━━━━━ GIVEN ENTRIES

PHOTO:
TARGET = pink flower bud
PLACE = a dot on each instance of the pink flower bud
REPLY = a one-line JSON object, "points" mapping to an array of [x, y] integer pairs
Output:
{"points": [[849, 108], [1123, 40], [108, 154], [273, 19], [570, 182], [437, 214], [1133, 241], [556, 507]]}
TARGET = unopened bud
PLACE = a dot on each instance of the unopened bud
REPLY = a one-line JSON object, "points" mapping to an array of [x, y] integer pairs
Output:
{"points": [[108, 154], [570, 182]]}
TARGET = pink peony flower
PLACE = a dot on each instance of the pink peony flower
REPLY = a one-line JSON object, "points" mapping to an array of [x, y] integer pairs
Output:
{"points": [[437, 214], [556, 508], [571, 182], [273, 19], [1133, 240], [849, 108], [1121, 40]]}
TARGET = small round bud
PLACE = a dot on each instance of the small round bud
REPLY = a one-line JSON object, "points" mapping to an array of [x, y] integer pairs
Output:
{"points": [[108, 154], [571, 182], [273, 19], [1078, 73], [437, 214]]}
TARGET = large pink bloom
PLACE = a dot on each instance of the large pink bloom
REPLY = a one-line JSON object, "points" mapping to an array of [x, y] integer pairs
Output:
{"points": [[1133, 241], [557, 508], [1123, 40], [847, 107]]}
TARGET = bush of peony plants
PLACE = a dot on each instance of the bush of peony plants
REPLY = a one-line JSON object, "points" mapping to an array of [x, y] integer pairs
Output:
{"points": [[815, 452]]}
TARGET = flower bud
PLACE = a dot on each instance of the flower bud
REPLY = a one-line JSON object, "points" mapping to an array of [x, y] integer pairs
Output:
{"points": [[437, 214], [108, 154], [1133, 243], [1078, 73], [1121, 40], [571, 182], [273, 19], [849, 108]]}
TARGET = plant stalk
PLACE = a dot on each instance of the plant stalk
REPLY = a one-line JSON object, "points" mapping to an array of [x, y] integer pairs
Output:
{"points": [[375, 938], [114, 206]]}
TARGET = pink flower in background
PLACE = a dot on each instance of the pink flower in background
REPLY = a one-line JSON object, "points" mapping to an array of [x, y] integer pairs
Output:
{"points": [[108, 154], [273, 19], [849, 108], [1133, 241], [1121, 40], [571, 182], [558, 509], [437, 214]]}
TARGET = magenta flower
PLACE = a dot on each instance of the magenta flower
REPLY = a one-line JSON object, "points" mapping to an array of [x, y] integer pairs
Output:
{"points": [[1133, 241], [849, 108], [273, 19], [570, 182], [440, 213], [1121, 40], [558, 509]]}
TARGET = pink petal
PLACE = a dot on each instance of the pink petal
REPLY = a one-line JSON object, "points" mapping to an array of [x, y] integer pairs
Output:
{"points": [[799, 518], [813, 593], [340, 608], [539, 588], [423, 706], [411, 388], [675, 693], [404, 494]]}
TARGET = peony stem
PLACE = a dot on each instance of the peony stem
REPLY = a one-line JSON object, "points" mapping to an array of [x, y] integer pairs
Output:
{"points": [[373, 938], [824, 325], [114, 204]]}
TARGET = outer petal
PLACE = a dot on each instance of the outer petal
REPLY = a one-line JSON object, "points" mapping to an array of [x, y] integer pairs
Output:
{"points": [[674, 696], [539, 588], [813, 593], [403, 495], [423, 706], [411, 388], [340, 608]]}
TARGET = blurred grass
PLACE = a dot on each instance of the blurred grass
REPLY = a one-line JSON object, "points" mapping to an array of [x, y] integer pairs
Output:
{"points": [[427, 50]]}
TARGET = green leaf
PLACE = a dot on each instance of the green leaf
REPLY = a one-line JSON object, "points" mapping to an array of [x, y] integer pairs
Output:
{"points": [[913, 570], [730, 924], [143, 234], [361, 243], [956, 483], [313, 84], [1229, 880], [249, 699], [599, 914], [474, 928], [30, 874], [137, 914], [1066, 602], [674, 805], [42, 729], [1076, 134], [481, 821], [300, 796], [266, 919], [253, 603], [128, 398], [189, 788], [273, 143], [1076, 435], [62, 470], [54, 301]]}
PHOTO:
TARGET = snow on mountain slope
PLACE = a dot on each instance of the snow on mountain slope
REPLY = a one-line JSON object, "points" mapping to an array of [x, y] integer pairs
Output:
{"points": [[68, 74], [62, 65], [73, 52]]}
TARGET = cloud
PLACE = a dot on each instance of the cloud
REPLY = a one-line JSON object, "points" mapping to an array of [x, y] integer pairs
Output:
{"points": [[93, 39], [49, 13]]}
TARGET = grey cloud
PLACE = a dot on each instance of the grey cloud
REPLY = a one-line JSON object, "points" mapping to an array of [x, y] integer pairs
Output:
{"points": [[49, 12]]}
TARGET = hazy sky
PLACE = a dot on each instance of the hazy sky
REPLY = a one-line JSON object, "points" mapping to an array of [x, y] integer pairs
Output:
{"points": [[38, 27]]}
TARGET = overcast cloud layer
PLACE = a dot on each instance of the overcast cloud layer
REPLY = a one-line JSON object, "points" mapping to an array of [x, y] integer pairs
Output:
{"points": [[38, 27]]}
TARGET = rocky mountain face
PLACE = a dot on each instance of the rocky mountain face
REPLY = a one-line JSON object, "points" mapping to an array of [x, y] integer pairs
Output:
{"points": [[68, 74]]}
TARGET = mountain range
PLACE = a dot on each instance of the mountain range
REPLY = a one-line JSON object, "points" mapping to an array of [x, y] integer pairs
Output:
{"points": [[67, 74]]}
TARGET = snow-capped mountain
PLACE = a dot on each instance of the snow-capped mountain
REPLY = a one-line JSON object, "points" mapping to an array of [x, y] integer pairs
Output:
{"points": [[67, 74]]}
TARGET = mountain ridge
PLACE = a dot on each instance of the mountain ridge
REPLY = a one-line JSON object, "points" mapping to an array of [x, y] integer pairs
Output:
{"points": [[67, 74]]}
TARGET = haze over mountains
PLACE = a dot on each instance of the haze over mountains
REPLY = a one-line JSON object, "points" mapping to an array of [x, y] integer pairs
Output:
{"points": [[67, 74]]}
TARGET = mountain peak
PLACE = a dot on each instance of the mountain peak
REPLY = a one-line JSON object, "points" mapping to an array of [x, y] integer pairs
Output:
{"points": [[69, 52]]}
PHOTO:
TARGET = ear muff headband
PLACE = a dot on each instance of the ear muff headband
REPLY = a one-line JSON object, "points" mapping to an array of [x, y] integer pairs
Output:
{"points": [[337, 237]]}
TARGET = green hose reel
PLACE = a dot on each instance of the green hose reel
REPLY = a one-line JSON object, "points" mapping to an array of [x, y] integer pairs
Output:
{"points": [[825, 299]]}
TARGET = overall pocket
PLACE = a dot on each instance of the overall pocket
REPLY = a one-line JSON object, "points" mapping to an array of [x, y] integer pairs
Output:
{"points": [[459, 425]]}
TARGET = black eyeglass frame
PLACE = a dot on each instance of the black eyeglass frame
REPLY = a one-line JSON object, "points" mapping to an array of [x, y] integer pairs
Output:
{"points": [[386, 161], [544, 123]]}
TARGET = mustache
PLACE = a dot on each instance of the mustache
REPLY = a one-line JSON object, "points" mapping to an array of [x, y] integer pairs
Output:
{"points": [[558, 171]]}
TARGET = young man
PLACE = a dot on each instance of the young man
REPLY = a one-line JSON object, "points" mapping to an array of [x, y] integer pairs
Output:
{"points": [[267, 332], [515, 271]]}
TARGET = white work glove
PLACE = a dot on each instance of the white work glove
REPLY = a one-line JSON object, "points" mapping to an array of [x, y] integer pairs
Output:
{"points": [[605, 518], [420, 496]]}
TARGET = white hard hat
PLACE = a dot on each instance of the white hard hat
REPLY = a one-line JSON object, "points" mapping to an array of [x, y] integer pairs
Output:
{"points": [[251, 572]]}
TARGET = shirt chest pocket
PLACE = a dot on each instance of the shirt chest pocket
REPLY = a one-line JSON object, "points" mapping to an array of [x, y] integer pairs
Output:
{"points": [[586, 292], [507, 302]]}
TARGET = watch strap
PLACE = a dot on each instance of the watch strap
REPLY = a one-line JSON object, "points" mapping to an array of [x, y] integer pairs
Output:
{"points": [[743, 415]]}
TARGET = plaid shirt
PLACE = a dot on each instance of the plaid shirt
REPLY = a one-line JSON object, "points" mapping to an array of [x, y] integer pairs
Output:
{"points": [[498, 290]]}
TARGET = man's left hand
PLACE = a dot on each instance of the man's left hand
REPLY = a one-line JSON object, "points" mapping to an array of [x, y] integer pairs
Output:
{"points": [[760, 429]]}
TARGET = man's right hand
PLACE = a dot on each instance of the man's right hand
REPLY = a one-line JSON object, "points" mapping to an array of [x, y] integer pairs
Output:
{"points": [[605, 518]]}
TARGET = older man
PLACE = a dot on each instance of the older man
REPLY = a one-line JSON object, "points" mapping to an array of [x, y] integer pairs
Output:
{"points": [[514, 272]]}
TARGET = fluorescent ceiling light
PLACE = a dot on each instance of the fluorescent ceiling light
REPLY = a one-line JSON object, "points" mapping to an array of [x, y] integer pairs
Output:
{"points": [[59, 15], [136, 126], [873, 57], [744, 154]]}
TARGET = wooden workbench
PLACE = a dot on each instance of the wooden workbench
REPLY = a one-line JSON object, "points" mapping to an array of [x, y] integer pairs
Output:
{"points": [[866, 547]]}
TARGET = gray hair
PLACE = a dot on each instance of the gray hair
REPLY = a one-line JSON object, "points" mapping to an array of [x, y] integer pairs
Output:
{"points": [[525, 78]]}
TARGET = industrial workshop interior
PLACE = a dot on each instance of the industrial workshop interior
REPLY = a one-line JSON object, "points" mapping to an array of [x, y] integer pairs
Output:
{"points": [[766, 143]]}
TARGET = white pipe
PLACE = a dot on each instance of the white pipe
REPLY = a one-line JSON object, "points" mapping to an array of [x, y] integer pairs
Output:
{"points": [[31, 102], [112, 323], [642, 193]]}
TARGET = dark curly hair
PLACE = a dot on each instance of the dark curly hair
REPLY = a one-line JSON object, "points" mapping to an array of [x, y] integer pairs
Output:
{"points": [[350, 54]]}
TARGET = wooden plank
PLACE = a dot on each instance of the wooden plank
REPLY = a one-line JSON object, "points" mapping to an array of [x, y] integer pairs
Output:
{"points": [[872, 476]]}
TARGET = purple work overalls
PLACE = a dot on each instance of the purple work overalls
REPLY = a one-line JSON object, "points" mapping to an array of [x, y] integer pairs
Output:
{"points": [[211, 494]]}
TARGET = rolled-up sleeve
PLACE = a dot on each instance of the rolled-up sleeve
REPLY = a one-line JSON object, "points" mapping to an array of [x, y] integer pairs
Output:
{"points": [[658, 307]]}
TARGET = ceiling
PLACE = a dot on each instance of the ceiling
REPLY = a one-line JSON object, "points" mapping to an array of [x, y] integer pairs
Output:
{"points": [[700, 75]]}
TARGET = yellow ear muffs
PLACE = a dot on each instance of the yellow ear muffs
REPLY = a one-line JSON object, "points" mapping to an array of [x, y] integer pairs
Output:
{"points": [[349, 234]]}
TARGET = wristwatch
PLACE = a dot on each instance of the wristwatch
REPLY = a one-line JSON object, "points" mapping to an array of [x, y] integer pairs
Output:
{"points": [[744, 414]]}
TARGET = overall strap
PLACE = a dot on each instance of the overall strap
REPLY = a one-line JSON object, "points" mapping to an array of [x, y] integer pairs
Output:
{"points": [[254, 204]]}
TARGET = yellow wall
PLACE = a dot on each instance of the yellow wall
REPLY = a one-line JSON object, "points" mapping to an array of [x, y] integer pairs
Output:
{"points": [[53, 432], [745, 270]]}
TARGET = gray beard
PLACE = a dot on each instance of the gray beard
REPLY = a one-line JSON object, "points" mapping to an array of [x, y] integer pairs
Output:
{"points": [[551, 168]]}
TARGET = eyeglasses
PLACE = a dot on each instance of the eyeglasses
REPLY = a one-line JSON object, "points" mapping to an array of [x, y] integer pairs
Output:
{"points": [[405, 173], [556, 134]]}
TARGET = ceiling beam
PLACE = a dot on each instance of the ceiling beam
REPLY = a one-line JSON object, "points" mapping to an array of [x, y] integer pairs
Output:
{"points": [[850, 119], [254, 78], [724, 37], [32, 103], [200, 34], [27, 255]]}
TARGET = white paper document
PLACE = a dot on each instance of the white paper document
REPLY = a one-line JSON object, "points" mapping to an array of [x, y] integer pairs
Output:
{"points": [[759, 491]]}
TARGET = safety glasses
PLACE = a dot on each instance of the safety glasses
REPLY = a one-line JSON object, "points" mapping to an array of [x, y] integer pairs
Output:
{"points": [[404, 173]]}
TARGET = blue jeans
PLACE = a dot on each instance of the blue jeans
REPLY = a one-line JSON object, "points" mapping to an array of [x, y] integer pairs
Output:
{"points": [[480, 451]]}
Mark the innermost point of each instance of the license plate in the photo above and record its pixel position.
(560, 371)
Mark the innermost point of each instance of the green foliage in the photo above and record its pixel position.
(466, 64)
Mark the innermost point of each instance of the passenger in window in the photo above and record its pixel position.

━━━━━━━━━━

■ DIRECTIONS
Reply with the lines from the first line of the entries through the line that contains "TARGET = flower bud", repeated exactly with both ends kept, and with nothing else.

■ PROBLEM SOLUTION
PHOTO:
TARGET = pink flower bud
PLACE = a dot on each instance of the pink flower bud
REPLY = a one-line JSON object, "points" mapping to an array of [x, y] integer pairs
Output:
{"points": [[849, 108], [1123, 40], [108, 154], [273, 19], [570, 182], [437, 214], [1133, 241], [556, 507]]}
TARGET = unopened bud
PLACE = a dot on each instance of the unopened bud
REPLY = a one-line JSON object, "points" mapping to an array of [x, y] integer pairs
Output:
{"points": [[108, 154], [570, 182]]}
TARGET = pink peony flower
PLACE = a dot on each instance of the pink peony flower
REPLY = a one-line JSON object, "points" mapping to an array of [x, y] integer pairs
Output:
{"points": [[437, 214], [556, 508], [571, 182], [273, 19], [1133, 240], [849, 108], [1121, 40]]}
TARGET = small round bud
PLACE = a dot on each instance of the small round bud
REPLY = a one-line JSON object, "points" mapping to an array of [x, y] integer pairs
Output:
{"points": [[108, 154], [571, 182], [273, 19], [1078, 73], [437, 214]]}
TARGET = large pink bloom
PLACE = a dot on each instance of the large pink bloom
REPLY = a one-line JSON object, "points" mapping to an array of [x, y] integer pairs
Output:
{"points": [[1133, 241], [557, 508], [1123, 40], [847, 107]]}
TARGET = bush of peony plants
PLACE = a dot on each instance of the bush of peony plants
REPLY = a one-line JSON object, "points" mapping to an array of [x, y] integer pairs
Output:
{"points": [[815, 452]]}
TARGET = flower bud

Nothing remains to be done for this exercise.